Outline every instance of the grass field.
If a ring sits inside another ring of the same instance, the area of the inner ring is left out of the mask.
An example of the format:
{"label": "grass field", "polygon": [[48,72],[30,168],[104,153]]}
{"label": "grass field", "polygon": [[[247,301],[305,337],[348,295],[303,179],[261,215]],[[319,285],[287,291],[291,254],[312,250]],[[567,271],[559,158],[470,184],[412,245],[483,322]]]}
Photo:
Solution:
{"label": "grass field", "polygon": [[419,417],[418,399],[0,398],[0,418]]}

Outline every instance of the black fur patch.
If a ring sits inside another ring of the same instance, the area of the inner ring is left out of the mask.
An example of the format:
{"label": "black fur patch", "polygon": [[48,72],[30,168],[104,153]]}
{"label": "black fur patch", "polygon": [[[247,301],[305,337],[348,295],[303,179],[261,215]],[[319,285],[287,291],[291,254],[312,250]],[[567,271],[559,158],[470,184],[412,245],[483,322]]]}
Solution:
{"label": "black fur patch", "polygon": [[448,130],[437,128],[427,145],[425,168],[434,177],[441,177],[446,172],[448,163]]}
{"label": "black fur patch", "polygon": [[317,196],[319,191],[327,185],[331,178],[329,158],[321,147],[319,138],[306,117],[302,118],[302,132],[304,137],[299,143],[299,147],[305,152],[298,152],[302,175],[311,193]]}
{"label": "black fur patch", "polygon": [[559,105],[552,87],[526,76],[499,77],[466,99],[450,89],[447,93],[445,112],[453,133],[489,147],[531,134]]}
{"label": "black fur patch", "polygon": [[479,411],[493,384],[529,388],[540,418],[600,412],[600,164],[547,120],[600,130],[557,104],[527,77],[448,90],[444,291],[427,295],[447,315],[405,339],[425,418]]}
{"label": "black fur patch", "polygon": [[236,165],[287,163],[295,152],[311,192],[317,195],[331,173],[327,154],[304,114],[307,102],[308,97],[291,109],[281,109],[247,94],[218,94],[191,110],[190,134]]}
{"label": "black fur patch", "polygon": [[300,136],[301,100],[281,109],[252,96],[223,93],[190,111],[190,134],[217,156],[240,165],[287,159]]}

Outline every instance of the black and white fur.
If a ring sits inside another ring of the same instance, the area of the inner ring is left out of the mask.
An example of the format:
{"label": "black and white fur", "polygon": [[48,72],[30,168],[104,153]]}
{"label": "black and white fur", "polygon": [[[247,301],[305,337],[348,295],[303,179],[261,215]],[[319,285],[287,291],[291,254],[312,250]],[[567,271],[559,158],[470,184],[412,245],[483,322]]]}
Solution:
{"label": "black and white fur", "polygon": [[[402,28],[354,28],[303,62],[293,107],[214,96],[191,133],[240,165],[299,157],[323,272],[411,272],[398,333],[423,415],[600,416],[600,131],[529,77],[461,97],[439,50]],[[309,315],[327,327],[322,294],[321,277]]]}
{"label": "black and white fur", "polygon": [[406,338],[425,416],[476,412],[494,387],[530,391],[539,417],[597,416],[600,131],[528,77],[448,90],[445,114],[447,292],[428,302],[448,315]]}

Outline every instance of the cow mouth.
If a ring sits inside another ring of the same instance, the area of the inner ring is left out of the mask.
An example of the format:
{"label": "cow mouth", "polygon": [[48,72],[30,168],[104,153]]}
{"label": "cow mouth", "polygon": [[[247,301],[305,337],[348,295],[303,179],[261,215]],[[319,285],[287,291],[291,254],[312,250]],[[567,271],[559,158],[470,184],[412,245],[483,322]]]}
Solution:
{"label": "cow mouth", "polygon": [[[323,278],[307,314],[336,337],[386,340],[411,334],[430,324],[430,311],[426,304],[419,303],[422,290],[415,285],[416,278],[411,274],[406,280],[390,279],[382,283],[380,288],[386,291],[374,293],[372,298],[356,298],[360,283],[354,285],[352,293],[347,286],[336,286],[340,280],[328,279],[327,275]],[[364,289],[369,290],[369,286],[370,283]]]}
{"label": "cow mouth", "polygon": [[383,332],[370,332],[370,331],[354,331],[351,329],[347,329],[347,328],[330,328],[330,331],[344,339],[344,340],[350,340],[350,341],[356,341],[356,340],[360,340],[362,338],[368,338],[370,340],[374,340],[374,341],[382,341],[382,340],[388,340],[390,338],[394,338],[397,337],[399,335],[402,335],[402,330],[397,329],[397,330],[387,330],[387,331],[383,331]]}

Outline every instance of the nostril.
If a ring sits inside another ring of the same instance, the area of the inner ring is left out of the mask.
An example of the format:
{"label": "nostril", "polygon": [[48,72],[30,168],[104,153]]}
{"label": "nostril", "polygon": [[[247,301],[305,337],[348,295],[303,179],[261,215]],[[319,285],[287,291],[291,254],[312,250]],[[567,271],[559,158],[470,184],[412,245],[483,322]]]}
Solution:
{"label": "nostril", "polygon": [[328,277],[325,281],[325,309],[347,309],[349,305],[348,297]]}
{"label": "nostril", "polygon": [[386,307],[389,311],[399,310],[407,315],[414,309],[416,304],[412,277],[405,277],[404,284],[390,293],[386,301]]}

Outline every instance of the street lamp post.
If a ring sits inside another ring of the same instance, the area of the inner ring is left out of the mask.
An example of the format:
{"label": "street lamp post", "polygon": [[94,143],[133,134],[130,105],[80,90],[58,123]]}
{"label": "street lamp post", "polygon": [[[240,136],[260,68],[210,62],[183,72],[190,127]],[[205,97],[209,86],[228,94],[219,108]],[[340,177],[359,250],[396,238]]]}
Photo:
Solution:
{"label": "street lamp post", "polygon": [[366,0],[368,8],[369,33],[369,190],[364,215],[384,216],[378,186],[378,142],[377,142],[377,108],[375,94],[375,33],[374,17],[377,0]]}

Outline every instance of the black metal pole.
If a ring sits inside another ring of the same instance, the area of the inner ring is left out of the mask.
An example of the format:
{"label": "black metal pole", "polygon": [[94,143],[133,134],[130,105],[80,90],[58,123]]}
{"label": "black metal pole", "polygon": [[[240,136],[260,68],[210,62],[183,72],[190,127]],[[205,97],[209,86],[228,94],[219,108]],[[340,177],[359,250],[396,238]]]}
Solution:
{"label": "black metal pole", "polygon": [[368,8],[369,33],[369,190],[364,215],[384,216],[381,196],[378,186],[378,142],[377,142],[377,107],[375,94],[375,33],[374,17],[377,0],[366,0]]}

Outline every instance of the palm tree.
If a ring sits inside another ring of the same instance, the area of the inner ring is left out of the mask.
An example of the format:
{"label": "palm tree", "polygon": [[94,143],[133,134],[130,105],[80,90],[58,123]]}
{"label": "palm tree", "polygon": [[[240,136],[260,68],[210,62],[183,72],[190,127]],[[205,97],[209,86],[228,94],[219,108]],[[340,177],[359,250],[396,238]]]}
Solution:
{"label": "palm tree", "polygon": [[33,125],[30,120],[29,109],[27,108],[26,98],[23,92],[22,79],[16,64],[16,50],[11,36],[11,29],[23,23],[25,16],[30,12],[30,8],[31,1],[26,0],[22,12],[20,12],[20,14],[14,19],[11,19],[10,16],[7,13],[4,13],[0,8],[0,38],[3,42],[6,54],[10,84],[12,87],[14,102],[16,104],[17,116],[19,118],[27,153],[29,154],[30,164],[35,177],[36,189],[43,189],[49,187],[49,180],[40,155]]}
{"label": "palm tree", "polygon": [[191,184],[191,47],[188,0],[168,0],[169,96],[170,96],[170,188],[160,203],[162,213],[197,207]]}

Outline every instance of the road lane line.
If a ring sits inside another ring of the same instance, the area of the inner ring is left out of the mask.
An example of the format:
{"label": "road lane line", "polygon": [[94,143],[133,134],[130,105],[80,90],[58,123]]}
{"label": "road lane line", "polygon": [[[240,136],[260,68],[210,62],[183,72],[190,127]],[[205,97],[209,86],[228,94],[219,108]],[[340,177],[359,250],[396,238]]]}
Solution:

__Work required__
All of the records above are to be set down again exactly.

__Answer to the problem__
Outline every instance of the grass field.
If a ring sits inside another ring of the same instance, the area of the inner ring is left out of the mask.
An example of the format:
{"label": "grass field", "polygon": [[48,72],[30,168],[104,153]]}
{"label": "grass field", "polygon": [[[247,301],[305,337],[348,295],[303,179],[261,215]],[[319,285],[287,291],[291,254],[312,250]],[[567,271],[559,158],[470,184],[412,245],[483,322]]]}
Photo:
Solution:
{"label": "grass field", "polygon": [[419,417],[418,399],[0,398],[0,418]]}

Outline every instance of the black fur patch.
If a ring sits inside another ring of the same instance, the area of the inner ring is left out of the mask.
An example of the format:
{"label": "black fur patch", "polygon": [[48,72],[30,168],[104,153]]}
{"label": "black fur patch", "polygon": [[[247,301],[305,337],[348,295],[303,179],[261,215]],[[319,285],[287,291],[291,254],[312,250]],[[567,271],[559,158],[470,184],[412,245],[483,322]]]}
Solution:
{"label": "black fur patch", "polygon": [[448,130],[437,128],[427,145],[425,168],[434,177],[441,177],[446,172],[448,163]]}
{"label": "black fur patch", "polygon": [[317,196],[319,191],[327,185],[331,178],[329,158],[321,147],[319,138],[306,117],[302,118],[302,132],[304,137],[299,143],[299,147],[305,152],[298,152],[302,175],[311,193]]}
{"label": "black fur patch", "polygon": [[559,105],[552,87],[526,76],[499,77],[466,99],[450,89],[447,93],[445,112],[453,133],[489,147],[531,134]]}
{"label": "black fur patch", "polygon": [[479,411],[493,384],[529,388],[540,418],[600,412],[600,164],[547,120],[600,130],[557,104],[527,77],[448,90],[444,291],[427,295],[447,315],[405,339],[425,418]]}
{"label": "black fur patch", "polygon": [[236,165],[287,163],[295,152],[311,192],[317,195],[331,173],[327,154],[304,114],[307,102],[308,97],[291,109],[281,109],[247,94],[218,94],[191,110],[190,134]]}
{"label": "black fur patch", "polygon": [[300,136],[301,100],[281,109],[252,96],[223,93],[190,111],[190,134],[217,156],[240,165],[287,159]]}

Outline every instance of the black and white fur.
If a ring sits inside another ring of the same instance, the area of the inner ring is left out of the mask.
An example of the format:
{"label": "black and white fur", "polygon": [[48,72],[30,168],[104,153]]}
{"label": "black and white fur", "polygon": [[[247,301],[305,337],[348,295],[303,179],[261,215]],[[319,285],[287,291],[291,254],[312,250]],[[567,271],[559,158],[470,184],[412,245],[483,322]]]}
Solution:
{"label": "black and white fur", "polygon": [[[402,28],[354,28],[303,62],[293,107],[214,96],[191,133],[240,165],[299,157],[323,272],[411,272],[398,333],[423,415],[600,416],[600,131],[529,77],[461,97],[439,50]],[[309,315],[327,327],[322,294],[321,277]]]}
{"label": "black and white fur", "polygon": [[406,338],[425,416],[476,412],[494,387],[530,391],[539,417],[597,416],[600,131],[528,77],[448,90],[445,114],[447,292],[428,302],[448,315]]}

Outline every instance of the cow mouth.
If a ring sits inside another ring of the same instance, the area of the inner ring is left out of the mask.
An example of the format:
{"label": "cow mouth", "polygon": [[48,72],[30,168],[104,153]]}
{"label": "cow mouth", "polygon": [[[247,301],[305,337],[348,295],[303,179],[261,215]],[[319,285],[287,291],[291,254],[312,250]],[[567,271],[559,158],[470,184],[412,245],[483,322]]]}
Solution:
{"label": "cow mouth", "polygon": [[[323,278],[307,314],[336,337],[386,340],[411,334],[430,324],[430,311],[426,304],[419,303],[422,290],[415,285],[416,278],[411,274],[406,280],[390,279],[382,283],[380,288],[386,291],[374,293],[372,298],[356,298],[360,283],[354,285],[352,293],[347,286],[336,286],[340,280],[328,279],[327,275]],[[364,289],[369,290],[369,286],[370,283]]]}
{"label": "cow mouth", "polygon": [[383,332],[370,332],[370,331],[354,331],[351,329],[347,329],[347,328],[330,328],[330,331],[344,339],[344,340],[350,340],[350,341],[356,341],[356,340],[360,340],[362,338],[368,338],[370,340],[374,340],[374,341],[382,341],[382,340],[388,340],[390,338],[394,338],[397,337],[399,335],[402,335],[402,330],[397,329],[397,330],[387,330],[387,331],[383,331]]}

Outline every instance of the nostril.
If a ring sits inside another ring of the same instance, the area of the inner ring is left out of the mask.
An example of the format:
{"label": "nostril", "polygon": [[48,72],[30,168],[104,153]]}
{"label": "nostril", "polygon": [[[247,301],[305,337],[348,295],[303,179],[261,215]],[[319,285],[287,291],[291,254],[312,250]],[[567,271],[559,158],[470,184],[412,245],[483,322]]]}
Solution:
{"label": "nostril", "polygon": [[328,277],[325,281],[325,309],[347,309],[349,305],[348,297]]}
{"label": "nostril", "polygon": [[386,307],[389,311],[399,310],[407,315],[414,309],[416,304],[412,277],[405,277],[404,284],[390,293],[386,301]]}

Outline every instance of the street lamp post.
If a ring sits inside another ring of the same instance, the area of the inner ring is left out of the mask.
An example of the format:
{"label": "street lamp post", "polygon": [[94,143],[133,134],[130,105],[80,90],[58,123]]}
{"label": "street lamp post", "polygon": [[[240,136],[260,68],[210,62],[183,72],[190,127]],[[205,97],[209,86],[228,94],[219,108]],[[340,177],[359,250],[396,238]]]}
Photo:
Solution:
{"label": "street lamp post", "polygon": [[366,0],[368,8],[369,33],[369,190],[364,215],[384,216],[378,186],[378,142],[377,142],[377,108],[375,94],[375,33],[374,17],[377,0]]}

Outline every instance of the black metal pole.
If a ring sits inside another ring of the same instance, the area of the inner ring is left out of the mask.
An example of the format:
{"label": "black metal pole", "polygon": [[94,143],[133,134],[130,105],[80,90],[58,123]]}
{"label": "black metal pole", "polygon": [[[240,136],[260,68],[210,62],[183,72],[190,127]],[[205,97],[209,86],[228,94],[219,108]],[[340,177],[359,250],[396,238]]]}
Solution:
{"label": "black metal pole", "polygon": [[368,8],[369,33],[369,190],[364,215],[384,216],[381,196],[378,186],[378,142],[377,142],[377,107],[375,94],[375,33],[374,17],[377,0],[366,0]]}

Outline every instance of the palm tree.
If a ring sits inside another ring of the same instance, the area of the inner ring is left out of the mask.
An example of the format:
{"label": "palm tree", "polygon": [[94,143],[133,134],[130,105],[80,90],[58,123]]}
{"label": "palm tree", "polygon": [[[240,136],[260,68],[210,62],[183,72],[190,127]],[[205,97],[209,86],[228,94],[219,108]],[[340,177],[359,250],[396,238]]]}
Solution:
{"label": "palm tree", "polygon": [[33,125],[30,120],[29,109],[27,108],[26,98],[23,92],[22,79],[16,64],[16,50],[11,36],[11,29],[23,23],[25,16],[30,12],[30,8],[31,1],[26,0],[22,12],[20,12],[20,14],[14,19],[11,19],[10,16],[7,13],[4,13],[0,8],[0,38],[3,42],[6,54],[10,84],[12,87],[14,102],[16,104],[17,116],[19,118],[27,153],[29,154],[30,164],[35,177],[36,189],[43,189],[49,187],[49,180],[40,155]]}
{"label": "palm tree", "polygon": [[191,184],[191,47],[188,0],[168,0],[169,96],[170,96],[170,188],[160,203],[162,213],[197,207]]}

Outline every instance of the road lane line.
If a ring sits inside another ring of the same instance, the area of the inner ring is left out of the mask.
An example of the format:
{"label": "road lane line", "polygon": [[94,143],[133,134],[130,105],[80,90],[58,123]]}
{"label": "road lane line", "polygon": [[[240,136],[260,68],[210,62],[183,72],[190,127]],[[205,97],[209,86],[228,94],[219,108]],[[340,177],[359,250],[396,238]]]}
Solution:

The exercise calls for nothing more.